Go’s scoping unit is the package. Each source file declares its package; all files in the same directory must declare the same package, and together they constitute one logical compilation unit. Scoping rules are simple: identifiers are visible from their declaration to the end of the enclosing block. Package-level identifiers visible from other packages are exported by capitalisation — uppercase initial letter is exported, lowercase is package-private. The convention eliminates the need for public/private keywords. The import mechanism admits referring to other packages; the module (declared in go.mod) admits versioned dependency management. The combination — directory-as-package, capitalisation-based exports, explicit imports, module-based dependency management — is the substance of Go’s organisational model.

Packages

Every Go source file begins with a package declaration:

package mypackage

import "fmt"

func Hello() {
    fmt.Println("Hello from mypackage")
}

A package corresponds to a directory; all .go files in that directory must declare the same package name. The package name conventionally matches the last component of its import path:

github.com/user/myproject/
├── go.mod                                         (module: github.com/user/myproject)
├── main.go                                        (package main)
└── internal/
    ├── auth/
    │   ├── auth.go                               (package auth)
    │   └── token.go                              (package auth)
    └── store/
        └── store.go                              (package store)

The main package is special — it produces an executable binary. Other packages produce libraries.

Provided information
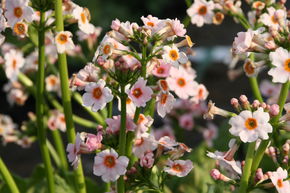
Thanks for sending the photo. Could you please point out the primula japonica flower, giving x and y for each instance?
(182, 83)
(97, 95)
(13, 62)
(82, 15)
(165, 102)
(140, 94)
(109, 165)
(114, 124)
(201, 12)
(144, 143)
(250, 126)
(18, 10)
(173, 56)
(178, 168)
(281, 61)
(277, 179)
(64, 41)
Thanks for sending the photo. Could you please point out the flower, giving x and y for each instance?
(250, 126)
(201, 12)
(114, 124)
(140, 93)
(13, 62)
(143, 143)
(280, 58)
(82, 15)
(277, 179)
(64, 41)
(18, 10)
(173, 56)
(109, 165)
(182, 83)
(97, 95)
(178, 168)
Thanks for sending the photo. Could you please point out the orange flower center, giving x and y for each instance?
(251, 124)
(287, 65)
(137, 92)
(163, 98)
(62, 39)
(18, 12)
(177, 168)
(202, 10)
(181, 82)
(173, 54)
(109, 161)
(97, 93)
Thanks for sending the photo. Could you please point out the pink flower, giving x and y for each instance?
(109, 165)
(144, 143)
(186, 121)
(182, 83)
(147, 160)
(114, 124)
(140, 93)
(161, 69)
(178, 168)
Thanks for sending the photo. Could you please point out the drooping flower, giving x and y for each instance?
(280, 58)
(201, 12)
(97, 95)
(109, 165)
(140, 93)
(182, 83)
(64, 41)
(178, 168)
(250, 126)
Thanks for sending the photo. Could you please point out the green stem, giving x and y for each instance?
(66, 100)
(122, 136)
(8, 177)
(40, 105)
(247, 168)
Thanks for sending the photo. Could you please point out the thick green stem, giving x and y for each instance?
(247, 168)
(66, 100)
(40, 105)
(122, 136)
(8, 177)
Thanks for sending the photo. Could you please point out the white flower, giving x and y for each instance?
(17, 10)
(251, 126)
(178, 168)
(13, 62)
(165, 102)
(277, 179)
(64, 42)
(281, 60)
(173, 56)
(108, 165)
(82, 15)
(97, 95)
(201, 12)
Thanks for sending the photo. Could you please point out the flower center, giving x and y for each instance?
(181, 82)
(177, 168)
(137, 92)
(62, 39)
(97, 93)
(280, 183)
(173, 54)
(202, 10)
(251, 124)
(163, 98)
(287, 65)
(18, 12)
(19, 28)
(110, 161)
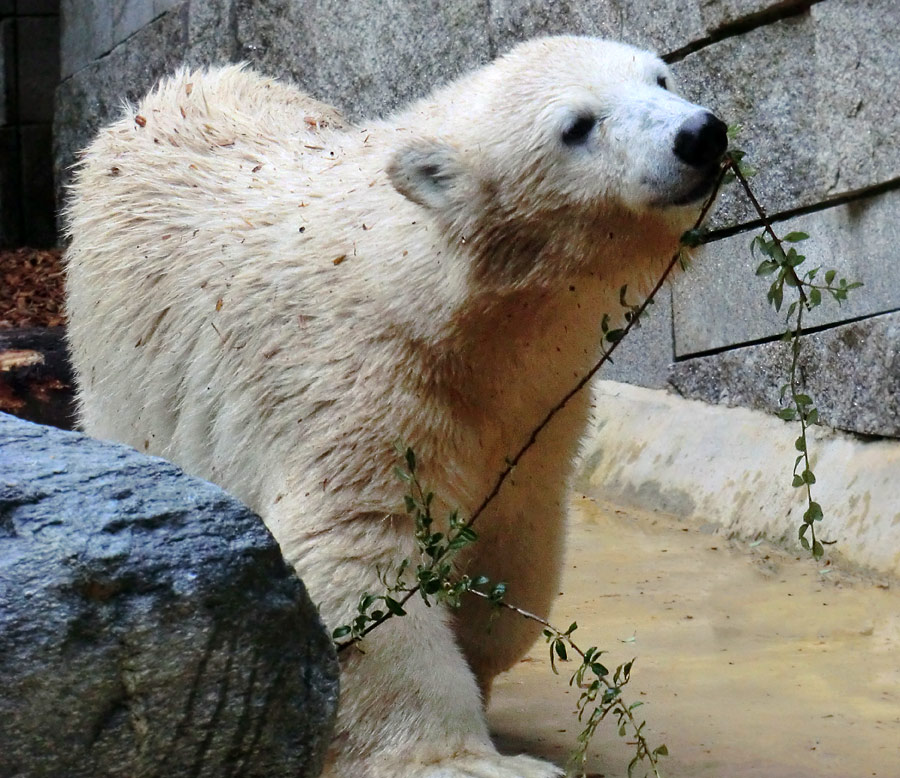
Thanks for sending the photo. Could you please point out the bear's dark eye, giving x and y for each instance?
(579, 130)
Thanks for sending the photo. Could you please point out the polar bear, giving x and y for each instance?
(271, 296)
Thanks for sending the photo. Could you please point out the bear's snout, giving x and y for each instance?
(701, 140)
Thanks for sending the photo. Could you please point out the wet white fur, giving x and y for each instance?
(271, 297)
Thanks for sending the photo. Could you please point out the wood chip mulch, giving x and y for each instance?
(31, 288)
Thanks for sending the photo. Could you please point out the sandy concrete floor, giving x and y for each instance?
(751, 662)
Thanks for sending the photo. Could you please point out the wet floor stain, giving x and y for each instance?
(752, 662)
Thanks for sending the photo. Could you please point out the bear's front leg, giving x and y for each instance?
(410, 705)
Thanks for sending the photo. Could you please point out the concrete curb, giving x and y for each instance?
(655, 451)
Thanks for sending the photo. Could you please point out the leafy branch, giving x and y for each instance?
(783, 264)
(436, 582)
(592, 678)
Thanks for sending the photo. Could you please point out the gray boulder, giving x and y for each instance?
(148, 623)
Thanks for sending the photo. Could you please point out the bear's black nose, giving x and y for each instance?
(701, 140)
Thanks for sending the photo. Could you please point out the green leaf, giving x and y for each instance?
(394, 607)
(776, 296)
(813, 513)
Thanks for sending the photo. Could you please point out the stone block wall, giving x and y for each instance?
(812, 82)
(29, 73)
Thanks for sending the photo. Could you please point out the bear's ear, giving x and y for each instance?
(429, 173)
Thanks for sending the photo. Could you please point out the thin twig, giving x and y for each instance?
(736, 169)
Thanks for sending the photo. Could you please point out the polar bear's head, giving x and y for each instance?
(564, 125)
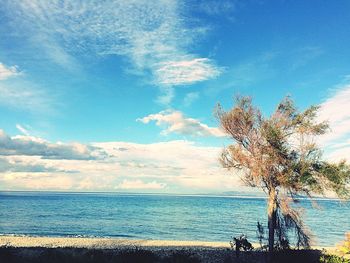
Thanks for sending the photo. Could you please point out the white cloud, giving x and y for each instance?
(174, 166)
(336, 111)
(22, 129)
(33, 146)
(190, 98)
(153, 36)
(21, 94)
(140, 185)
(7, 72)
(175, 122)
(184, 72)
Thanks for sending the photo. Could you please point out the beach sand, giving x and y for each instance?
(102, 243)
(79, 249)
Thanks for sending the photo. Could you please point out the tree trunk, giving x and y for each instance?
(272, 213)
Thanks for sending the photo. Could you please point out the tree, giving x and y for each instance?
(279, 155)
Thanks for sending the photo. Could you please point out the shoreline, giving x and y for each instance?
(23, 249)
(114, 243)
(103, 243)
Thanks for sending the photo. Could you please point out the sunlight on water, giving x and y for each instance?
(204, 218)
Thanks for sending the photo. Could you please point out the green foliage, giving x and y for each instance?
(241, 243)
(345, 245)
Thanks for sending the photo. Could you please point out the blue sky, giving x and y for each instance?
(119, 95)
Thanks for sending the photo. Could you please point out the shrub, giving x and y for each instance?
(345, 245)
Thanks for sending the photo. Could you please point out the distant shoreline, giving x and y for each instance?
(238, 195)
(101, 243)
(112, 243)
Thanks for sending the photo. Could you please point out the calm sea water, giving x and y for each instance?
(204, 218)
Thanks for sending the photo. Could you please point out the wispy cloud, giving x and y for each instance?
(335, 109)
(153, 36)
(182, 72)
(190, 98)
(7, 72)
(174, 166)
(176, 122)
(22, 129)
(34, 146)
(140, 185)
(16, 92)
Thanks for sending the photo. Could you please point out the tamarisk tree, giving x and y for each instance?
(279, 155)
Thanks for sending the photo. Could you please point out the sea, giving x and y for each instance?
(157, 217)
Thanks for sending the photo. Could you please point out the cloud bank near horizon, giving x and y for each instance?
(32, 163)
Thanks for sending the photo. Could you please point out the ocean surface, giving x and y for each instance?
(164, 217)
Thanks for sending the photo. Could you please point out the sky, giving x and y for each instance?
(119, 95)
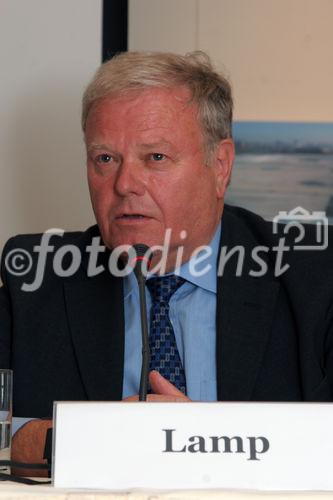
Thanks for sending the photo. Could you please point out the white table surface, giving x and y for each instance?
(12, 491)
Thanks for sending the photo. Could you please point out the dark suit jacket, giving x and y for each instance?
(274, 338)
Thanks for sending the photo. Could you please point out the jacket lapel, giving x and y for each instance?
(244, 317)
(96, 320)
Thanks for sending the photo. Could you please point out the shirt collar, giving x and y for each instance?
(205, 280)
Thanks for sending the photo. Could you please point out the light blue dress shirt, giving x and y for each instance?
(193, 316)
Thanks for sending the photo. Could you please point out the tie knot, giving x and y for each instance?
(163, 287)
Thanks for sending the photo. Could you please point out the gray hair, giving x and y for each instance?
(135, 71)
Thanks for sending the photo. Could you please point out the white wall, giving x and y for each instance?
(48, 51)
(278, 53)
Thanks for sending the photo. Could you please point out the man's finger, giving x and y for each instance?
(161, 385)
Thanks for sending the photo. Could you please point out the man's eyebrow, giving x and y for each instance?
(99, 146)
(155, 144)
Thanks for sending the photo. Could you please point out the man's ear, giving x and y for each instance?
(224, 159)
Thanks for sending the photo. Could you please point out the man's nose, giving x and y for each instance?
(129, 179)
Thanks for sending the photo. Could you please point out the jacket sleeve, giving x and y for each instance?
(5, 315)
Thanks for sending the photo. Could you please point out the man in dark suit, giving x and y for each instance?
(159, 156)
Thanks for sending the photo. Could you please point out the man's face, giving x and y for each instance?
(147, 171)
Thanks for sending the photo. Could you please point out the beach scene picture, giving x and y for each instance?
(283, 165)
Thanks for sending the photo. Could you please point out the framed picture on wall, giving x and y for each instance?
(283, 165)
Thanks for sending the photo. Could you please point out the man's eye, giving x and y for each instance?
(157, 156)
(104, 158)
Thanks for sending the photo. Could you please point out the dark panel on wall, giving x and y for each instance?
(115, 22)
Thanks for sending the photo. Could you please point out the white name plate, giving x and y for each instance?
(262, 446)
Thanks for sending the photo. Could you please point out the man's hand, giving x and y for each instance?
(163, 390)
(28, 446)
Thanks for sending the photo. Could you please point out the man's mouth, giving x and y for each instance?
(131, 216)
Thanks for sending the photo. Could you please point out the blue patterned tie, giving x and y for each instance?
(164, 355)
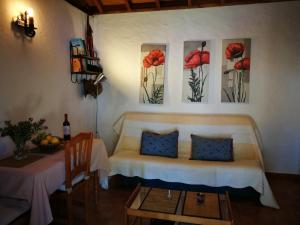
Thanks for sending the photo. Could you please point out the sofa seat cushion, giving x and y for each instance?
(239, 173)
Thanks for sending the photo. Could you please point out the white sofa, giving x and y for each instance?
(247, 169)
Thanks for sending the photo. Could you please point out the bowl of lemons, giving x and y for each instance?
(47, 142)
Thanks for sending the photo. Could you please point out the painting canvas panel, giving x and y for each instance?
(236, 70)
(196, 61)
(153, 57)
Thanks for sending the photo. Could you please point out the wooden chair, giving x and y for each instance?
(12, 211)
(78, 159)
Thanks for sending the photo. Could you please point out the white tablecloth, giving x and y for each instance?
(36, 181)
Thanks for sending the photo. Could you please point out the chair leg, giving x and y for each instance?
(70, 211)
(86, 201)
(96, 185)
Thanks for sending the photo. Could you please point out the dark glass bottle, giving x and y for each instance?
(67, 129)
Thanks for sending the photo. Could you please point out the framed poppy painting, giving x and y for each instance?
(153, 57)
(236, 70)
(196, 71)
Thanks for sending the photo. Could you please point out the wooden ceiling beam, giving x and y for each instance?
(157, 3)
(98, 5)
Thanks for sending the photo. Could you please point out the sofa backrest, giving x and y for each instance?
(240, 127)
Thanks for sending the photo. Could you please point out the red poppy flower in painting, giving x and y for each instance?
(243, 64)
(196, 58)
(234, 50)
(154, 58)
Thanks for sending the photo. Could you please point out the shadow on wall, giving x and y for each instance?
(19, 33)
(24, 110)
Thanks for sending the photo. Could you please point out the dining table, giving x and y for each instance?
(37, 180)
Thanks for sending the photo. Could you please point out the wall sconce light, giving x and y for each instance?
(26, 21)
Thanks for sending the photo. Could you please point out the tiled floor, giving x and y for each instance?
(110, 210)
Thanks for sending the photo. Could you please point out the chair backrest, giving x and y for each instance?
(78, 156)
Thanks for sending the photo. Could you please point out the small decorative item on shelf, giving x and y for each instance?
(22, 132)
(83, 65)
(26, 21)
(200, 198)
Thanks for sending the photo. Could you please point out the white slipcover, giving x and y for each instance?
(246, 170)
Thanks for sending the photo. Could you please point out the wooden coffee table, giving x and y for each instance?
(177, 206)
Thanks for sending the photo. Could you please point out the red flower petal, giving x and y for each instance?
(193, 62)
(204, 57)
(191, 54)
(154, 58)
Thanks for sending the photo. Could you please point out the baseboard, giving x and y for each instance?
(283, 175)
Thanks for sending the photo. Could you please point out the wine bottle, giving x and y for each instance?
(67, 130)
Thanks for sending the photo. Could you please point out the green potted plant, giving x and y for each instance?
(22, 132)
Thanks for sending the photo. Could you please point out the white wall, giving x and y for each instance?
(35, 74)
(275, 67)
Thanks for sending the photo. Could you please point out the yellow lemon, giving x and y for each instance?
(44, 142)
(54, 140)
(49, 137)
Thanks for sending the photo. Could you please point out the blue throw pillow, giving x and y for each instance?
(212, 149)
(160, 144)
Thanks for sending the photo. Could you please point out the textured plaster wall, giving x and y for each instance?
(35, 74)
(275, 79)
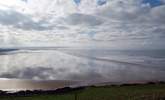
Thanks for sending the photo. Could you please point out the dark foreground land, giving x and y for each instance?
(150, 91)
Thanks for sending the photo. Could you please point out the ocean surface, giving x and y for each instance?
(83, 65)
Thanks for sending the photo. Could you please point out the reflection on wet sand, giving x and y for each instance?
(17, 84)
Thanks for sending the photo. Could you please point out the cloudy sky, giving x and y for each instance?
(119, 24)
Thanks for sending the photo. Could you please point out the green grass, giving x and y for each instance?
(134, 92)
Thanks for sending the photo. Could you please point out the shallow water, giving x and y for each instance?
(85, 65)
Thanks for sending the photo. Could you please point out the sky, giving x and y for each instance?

Actions to take
**1)** In the text on Go packages, how does a package-level identifier become visible to other packages?
**2)** Pick up the text on Go packages after its final sentence and write the next part.
The material comes from a separate source unrelated to the text.

Answers to the tasks
**1)** Its name begins with an uppercase letter.

**2)**
The package as scope

All top-level identifiers in a package share a single scope:

// file: a.go
package mypkg

var counter int                                   // package-level

func Increment() {
    counter++                                     // visible
}
// file: b.go
package mypkg

func Decrement() {
    counter--                                     // also visible — same package
}

There is no need for explicit “internal” cross-file linkage; all files in a package see all package-level identifiers.

Exports by capitalisation

The conventional Go visibility rule:

  • Uppercase initial letterexported (visible from other packages).
  • Lowercase initial letterunexported (visible only within the declaring package).
package mypkg

var Counter int                                   // exported
var counter int                                   // unexported

func Increment() {}                              // exported
func helper() {}                                 // unexported

type Config struct {                              // exported type
    Host    string                                // exported field
    timeout int                                   // unexported field — invisible from outside
}

The mechanism is enforced by the language; there are no public/private/internal keywords. The conventional discipline is to keep the public surface small and use unexported helpers freely.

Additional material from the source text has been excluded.